* [QUESTIONS TO ANSWER]
- 1) In the report on the Israeli offensive in Gaza, what two conditions did Ehud Olmert say must be met for the operation to end?
- 2) Pick up the report on the Israeli offensive in Gaza after its final sentence and carry it forward.

══ READING TEXT

More than 900 Palestinians have died, including 277 children and 95 woman, since the Israeli operation began on December 27 and there are fears that any push into urban areas could cause even greater casualties.
The Israeli military said air raids were carried out on at least 25 targets across the Gaza Strip including groups of Palestinian fighters, rocket-launching sites and smuggling tunnels in the southern Rafah area.
The homes of Hamas leaders, which Israel said contained weapons stores, were also hit.
"The army achieved in 16 days what no other country in the world fighting terror has done in 16 years," Shimon Peres, the Israeli president, said on Monday.
"The IDF [Israeli Defence Force] is making great achievements in terms of caution and operations in Gaza. It must continue that way."
However, Palestinian fighters have continued to fire rockets across the border into southern Israel, despite the stated aim of the offensive being to end these attacks, and Hamas said it would continue to battle Israeli troops inside Gaza.
"The Palestinian resistance is standing steadfast on the battlefield as it is in the political arena," Khaled Meshaal, Hamas's exiled political leader, said.
"The resistance cannot be broken in the face of the Israeli aggression, nor can our resolve despite the deep wounds, the great pains, the massacres, the destruction, the punishments and mass killings."
Thirteen Israelis have been killed since the offensive began, including three civilians hit by rocket fire.
Ehud Olmert, Israel's prime minister, said that the military operation would end once Hamas's military wing halted its rocket attacks.
"We want to end the operation when the two conditions we have demanded are met: ending the rocket fire and stopping Hamas's rearmament. If these two conditions are met, we will end our operation in Gaza," he said in the southern town of Ashkelon.

════
══ GIVEN INFORMATION

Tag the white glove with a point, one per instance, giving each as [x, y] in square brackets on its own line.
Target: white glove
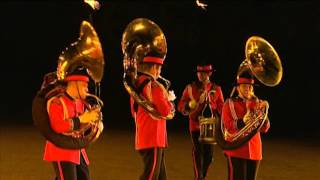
[171, 95]
[89, 116]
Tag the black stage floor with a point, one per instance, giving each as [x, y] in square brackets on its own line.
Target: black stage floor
[113, 157]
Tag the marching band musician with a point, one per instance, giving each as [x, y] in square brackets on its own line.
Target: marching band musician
[243, 162]
[151, 132]
[192, 103]
[67, 114]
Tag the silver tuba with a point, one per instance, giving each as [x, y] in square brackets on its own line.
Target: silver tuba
[141, 37]
[264, 63]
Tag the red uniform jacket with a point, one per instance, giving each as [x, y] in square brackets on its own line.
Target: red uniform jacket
[151, 132]
[193, 92]
[61, 122]
[251, 149]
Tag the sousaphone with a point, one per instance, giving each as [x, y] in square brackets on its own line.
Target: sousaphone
[264, 63]
[140, 38]
[85, 52]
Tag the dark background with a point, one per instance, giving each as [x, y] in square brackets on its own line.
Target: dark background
[33, 34]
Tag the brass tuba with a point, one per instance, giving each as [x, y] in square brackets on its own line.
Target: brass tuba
[87, 53]
[264, 63]
[141, 37]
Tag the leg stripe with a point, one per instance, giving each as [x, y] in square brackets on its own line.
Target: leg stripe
[60, 170]
[154, 164]
[195, 165]
[230, 168]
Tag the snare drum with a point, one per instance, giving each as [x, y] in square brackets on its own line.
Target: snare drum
[207, 130]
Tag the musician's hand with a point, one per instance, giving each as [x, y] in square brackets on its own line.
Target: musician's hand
[171, 95]
[89, 116]
[202, 98]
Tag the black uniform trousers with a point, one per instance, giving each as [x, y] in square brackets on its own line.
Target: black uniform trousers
[154, 164]
[71, 171]
[202, 156]
[242, 169]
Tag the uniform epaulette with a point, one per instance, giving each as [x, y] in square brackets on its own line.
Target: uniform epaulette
[56, 100]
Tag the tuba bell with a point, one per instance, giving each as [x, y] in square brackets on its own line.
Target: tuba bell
[264, 63]
[141, 37]
[86, 53]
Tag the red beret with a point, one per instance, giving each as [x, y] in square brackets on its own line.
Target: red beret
[243, 80]
[151, 59]
[77, 78]
[207, 68]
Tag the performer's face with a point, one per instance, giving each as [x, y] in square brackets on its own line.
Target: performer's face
[156, 70]
[245, 91]
[83, 89]
[203, 76]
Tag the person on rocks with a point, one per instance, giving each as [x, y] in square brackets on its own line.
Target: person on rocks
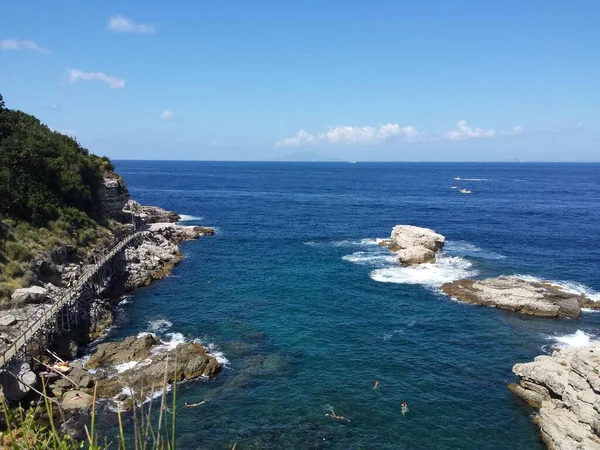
[193, 405]
[404, 408]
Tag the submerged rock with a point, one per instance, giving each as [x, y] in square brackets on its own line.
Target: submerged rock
[148, 364]
[514, 294]
[566, 389]
[415, 245]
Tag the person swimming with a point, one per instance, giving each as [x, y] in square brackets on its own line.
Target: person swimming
[193, 405]
[404, 408]
[333, 415]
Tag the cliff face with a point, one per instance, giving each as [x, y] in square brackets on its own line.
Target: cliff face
[113, 196]
[566, 389]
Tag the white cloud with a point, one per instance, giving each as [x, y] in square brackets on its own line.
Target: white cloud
[78, 75]
[347, 135]
[517, 130]
[13, 44]
[167, 114]
[123, 24]
[301, 139]
[464, 132]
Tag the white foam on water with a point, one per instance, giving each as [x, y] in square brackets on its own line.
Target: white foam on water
[567, 286]
[577, 339]
[120, 368]
[172, 341]
[444, 270]
[188, 218]
[126, 300]
[159, 325]
[351, 243]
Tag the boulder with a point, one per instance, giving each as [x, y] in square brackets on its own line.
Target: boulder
[564, 388]
[515, 294]
[33, 294]
[74, 400]
[131, 349]
[151, 214]
[153, 361]
[113, 196]
[13, 389]
[414, 245]
[6, 320]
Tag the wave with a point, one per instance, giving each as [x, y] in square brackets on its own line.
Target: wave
[189, 218]
[344, 243]
[370, 258]
[126, 300]
[159, 325]
[577, 339]
[567, 286]
[464, 248]
[445, 269]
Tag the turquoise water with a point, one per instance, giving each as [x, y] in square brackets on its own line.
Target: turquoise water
[309, 311]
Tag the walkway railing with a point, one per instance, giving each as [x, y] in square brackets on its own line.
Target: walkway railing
[67, 297]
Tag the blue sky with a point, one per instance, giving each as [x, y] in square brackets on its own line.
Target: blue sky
[236, 80]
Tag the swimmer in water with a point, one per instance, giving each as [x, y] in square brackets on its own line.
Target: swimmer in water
[333, 415]
[193, 405]
[404, 408]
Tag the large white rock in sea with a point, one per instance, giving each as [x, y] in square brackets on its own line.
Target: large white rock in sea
[566, 389]
[415, 245]
[536, 298]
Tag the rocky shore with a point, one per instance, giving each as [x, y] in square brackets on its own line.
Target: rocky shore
[141, 263]
[414, 245]
[536, 298]
[566, 389]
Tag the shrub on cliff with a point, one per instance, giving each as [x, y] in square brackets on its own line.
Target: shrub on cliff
[43, 173]
[49, 194]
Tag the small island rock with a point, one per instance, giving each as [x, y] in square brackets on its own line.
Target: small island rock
[515, 294]
[415, 245]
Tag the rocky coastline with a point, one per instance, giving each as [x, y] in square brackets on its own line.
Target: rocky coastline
[565, 387]
[139, 264]
[536, 298]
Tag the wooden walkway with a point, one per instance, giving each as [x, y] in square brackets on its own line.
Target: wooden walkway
[67, 298]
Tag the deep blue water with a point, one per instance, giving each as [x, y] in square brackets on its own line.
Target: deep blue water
[309, 311]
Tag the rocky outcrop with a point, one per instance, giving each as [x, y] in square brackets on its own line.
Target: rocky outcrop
[113, 196]
[151, 214]
[148, 363]
[33, 294]
[414, 245]
[566, 389]
[17, 384]
[524, 296]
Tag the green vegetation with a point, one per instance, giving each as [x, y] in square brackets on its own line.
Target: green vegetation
[151, 430]
[49, 187]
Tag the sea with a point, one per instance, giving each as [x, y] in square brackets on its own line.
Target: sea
[305, 310]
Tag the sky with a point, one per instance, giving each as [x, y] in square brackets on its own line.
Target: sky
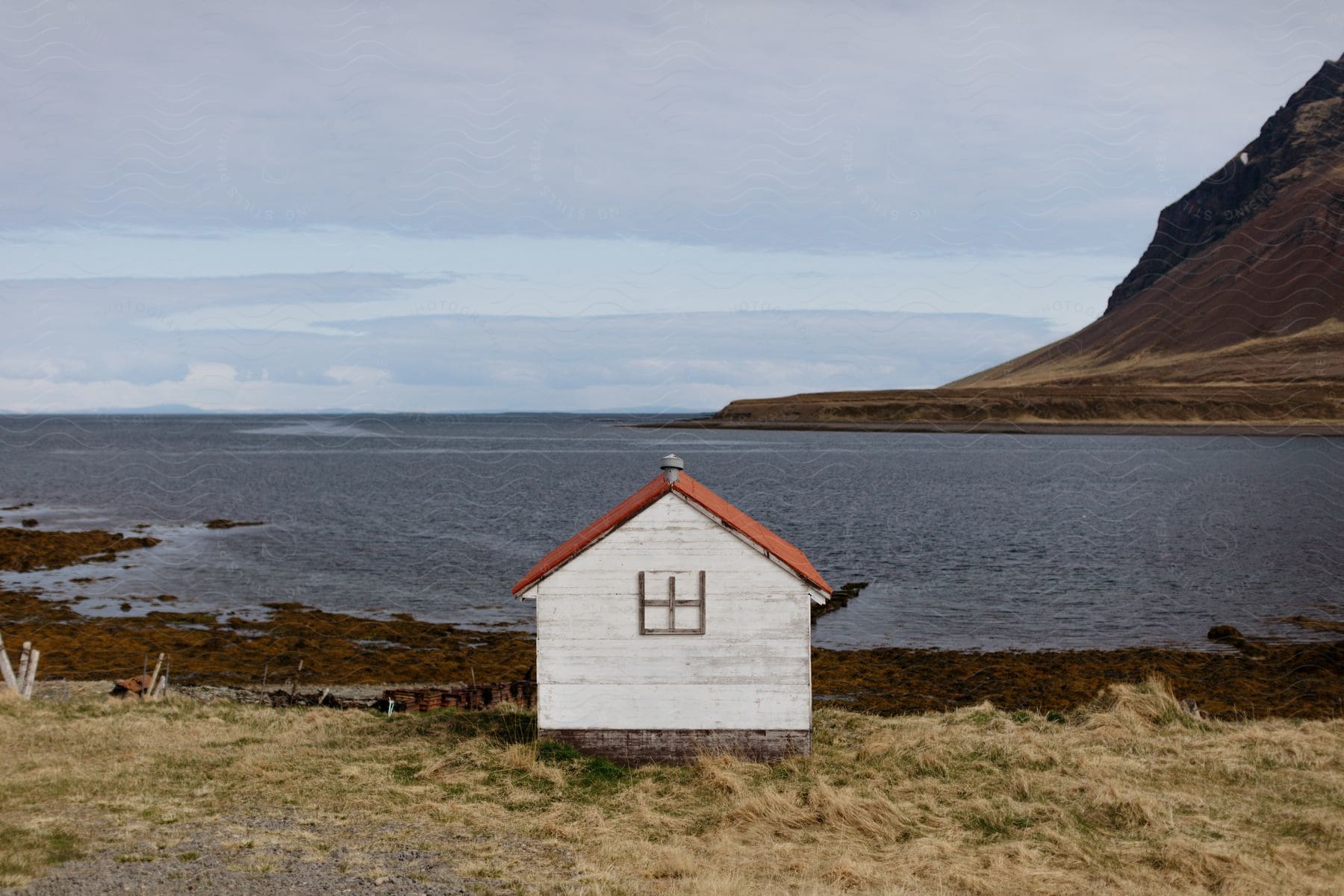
[585, 207]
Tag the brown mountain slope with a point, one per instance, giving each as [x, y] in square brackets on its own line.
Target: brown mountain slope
[1233, 320]
[1243, 281]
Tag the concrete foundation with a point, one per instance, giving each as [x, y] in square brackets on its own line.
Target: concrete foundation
[680, 746]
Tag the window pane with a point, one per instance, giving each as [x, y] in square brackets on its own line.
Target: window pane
[656, 617]
[687, 618]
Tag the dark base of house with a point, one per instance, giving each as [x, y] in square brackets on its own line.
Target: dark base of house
[638, 746]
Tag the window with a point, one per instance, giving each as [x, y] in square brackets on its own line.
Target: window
[672, 602]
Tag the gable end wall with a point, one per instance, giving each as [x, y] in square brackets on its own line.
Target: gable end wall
[749, 672]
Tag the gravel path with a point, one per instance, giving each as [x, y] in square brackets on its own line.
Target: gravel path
[213, 859]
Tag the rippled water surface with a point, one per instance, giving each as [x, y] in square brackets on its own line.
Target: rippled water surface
[969, 541]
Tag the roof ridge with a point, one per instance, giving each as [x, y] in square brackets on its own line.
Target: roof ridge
[694, 491]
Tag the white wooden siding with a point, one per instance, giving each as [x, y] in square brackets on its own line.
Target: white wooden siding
[750, 669]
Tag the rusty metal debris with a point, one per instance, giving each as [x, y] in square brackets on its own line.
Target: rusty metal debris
[522, 694]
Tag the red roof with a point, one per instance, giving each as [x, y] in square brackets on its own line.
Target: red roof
[688, 488]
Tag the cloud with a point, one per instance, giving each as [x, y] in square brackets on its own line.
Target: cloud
[791, 125]
[480, 361]
[358, 375]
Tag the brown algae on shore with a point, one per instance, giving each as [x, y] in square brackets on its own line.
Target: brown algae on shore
[1303, 680]
[27, 550]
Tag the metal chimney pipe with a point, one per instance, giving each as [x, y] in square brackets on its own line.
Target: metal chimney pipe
[672, 467]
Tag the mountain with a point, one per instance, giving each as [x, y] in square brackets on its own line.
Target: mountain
[1233, 320]
[1243, 281]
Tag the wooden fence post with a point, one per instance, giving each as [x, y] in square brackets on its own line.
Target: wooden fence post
[6, 669]
[149, 688]
[33, 673]
[23, 664]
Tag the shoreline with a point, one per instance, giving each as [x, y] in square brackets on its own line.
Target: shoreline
[1253, 679]
[988, 428]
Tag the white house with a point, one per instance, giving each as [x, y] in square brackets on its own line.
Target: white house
[675, 625]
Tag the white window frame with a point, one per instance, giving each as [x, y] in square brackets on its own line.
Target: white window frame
[672, 602]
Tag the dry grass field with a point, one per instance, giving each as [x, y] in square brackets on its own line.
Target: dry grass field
[1129, 795]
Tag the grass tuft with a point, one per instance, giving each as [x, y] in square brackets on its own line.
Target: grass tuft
[1135, 794]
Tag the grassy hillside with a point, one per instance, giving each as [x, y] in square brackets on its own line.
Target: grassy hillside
[1130, 795]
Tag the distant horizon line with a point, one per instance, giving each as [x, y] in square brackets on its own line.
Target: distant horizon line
[196, 411]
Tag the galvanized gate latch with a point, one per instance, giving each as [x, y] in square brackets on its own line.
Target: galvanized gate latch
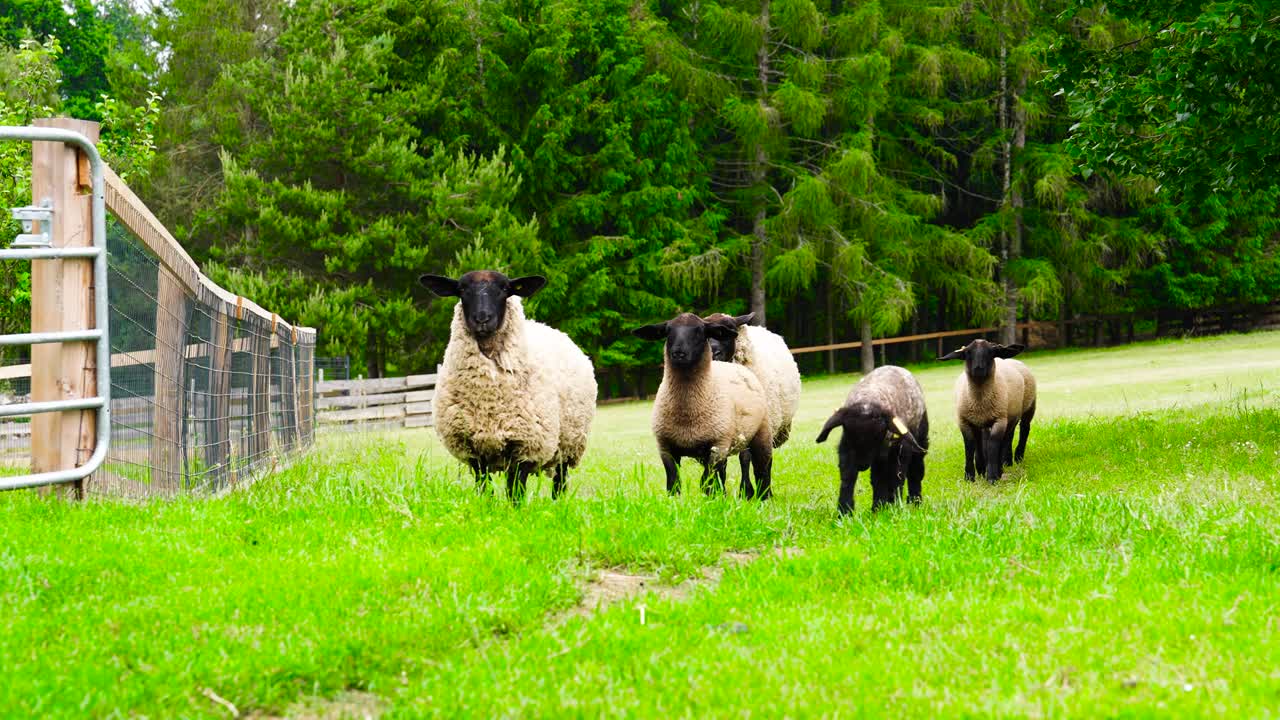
[42, 214]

════

* [ANSWER SECTION]
- 1) Ending the rocket fire and stopping Hamas's rearmament.

- 2)
"Anything else will meet the iron fist of the Israeli people, who are no longer ready to tolerate the Qassams."
Amos Gilad, a senior Israeli official, was expected to attend talks on an Egyptian ceasefire plan on Monday, but delayed his visit in what Israeli radio speculated was meant as a pressure tactic on Hamas.
The three-point plan calls for an immediate truce to allow humanitarian aid into Gaza, talks on opening Gaza's crossings and taking steps to stops weapons smuggling, and relaunching Palestinian reconciliation efforts.
|Gaza's hospitals are struggling to cope with the nearly 4,000 Palestinians injured [AFP]
Salam Fayyad, the Palestinian prime minister whose remit is limited to the West Bank, has said that the Egyptian initiative offers the best hope of peace.
"Not accepting the Egyptian initiative should not be an option," he said. "He who refuses, voices reservations or moves slowly on this initiative bears the responsibility of explaining themselves, especially to the people of Gaza."
Osama Hamdan, a Hamas leader in Lebanon, told Al Jazeera that the Palestinian group was still discussing the Egyptian plan.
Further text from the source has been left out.